EXERCISE
Copy everything from the start of the listing down to the line containing "point(121, 94)", swapping each "photograph" for "image" and changing nothing else. Leave the pictures out.

[DATA TO PROCESS start]

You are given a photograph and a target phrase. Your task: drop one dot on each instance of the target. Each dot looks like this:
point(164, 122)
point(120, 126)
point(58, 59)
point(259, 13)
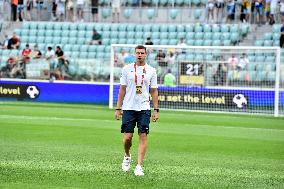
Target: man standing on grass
point(135, 81)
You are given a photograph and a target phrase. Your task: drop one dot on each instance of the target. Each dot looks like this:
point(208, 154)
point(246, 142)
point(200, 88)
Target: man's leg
point(127, 142)
point(142, 147)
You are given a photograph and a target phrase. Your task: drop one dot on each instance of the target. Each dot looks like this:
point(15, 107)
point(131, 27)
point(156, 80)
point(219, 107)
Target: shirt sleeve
point(123, 77)
point(153, 81)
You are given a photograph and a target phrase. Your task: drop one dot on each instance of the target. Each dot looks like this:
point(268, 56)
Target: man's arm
point(154, 94)
point(121, 94)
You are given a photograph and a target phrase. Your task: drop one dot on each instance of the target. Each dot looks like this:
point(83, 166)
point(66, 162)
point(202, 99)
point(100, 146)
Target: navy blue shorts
point(131, 118)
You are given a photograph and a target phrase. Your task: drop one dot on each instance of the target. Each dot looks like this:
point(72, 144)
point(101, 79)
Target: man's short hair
point(140, 47)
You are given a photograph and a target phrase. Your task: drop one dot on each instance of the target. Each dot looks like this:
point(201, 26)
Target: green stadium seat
point(172, 28)
point(244, 29)
point(127, 13)
point(164, 35)
point(225, 35)
point(139, 28)
point(48, 40)
point(139, 35)
point(106, 41)
point(57, 26)
point(207, 28)
point(173, 13)
point(207, 42)
point(197, 13)
point(56, 33)
point(41, 33)
point(105, 13)
point(164, 42)
point(258, 43)
point(40, 39)
point(198, 35)
point(267, 43)
point(130, 27)
point(225, 28)
point(190, 42)
point(216, 42)
point(217, 35)
point(155, 35)
point(72, 40)
point(151, 14)
point(208, 35)
point(172, 35)
point(261, 76)
point(198, 42)
point(216, 28)
point(227, 42)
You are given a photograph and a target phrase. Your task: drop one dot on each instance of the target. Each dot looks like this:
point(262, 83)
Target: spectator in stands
point(121, 56)
point(161, 58)
point(258, 8)
point(282, 35)
point(54, 10)
point(169, 79)
point(245, 9)
point(39, 6)
point(14, 42)
point(273, 7)
point(220, 5)
point(80, 10)
point(220, 76)
point(29, 5)
point(233, 62)
point(149, 41)
point(4, 44)
point(96, 38)
point(210, 6)
point(26, 51)
point(20, 10)
point(171, 60)
point(115, 4)
point(94, 8)
point(60, 56)
point(181, 43)
point(282, 10)
point(35, 54)
point(267, 9)
point(14, 5)
point(61, 9)
point(50, 54)
point(231, 9)
point(243, 62)
point(70, 10)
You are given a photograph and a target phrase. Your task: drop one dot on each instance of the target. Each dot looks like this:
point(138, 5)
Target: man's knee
point(128, 137)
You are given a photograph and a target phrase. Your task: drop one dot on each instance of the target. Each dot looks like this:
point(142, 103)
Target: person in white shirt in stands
point(243, 62)
point(233, 62)
point(115, 10)
point(80, 9)
point(134, 97)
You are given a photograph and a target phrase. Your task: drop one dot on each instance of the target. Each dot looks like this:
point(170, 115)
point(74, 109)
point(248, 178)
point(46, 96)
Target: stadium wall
point(98, 93)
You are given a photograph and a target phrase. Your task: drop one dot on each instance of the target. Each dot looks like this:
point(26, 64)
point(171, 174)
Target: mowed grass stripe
point(78, 147)
point(183, 129)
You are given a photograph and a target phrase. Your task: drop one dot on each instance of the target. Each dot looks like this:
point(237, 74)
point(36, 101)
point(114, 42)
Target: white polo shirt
point(133, 101)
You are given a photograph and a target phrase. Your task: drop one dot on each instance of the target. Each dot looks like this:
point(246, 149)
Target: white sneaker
point(138, 171)
point(126, 163)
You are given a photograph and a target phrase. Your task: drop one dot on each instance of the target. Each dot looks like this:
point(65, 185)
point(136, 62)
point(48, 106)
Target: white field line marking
point(16, 117)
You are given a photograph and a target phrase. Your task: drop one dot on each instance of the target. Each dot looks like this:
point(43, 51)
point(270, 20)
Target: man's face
point(140, 54)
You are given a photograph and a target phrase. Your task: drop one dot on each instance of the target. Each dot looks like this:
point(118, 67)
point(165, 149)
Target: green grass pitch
point(46, 145)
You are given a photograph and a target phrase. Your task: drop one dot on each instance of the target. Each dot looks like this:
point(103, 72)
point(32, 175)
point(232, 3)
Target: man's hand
point(118, 114)
point(155, 116)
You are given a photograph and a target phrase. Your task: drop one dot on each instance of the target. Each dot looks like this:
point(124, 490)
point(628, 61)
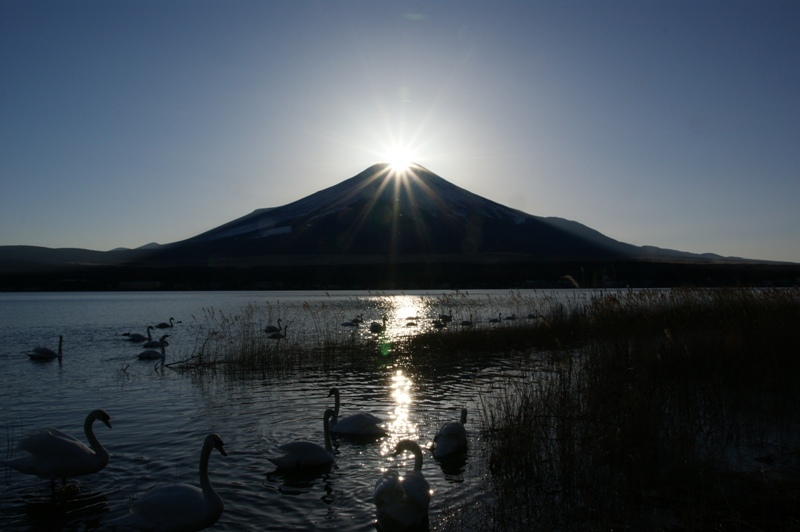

[DATA TO PROCESS end]

COMPLETE OUTPUT
You are given a image and a target phrase. Your task: drop one dot on each instance of the target. Each dot looks like this:
point(164, 122)
point(120, 126)
point(58, 59)
point(259, 13)
Target: man standing on grass
point(135, 81)
You are given a image and a target phrase. Your task: drop one dot on each instance of the target. Each dot looks like this:
point(208, 154)
point(246, 142)
point(200, 88)
Target: man's leg
point(127, 142)
point(142, 147)
You are given a image and a target phrase. Your task: drop one dot on each instance of the target. Each dot looks like this:
point(15, 107)
point(131, 27)
point(156, 80)
point(219, 107)
Target: shirt sleeve
point(123, 77)
point(153, 81)
You are given a image and a target phrase. Your task: drop one dot on each instance of the target. Each dot looks like this:
point(268, 56)
Target: man's arm
point(154, 94)
point(121, 94)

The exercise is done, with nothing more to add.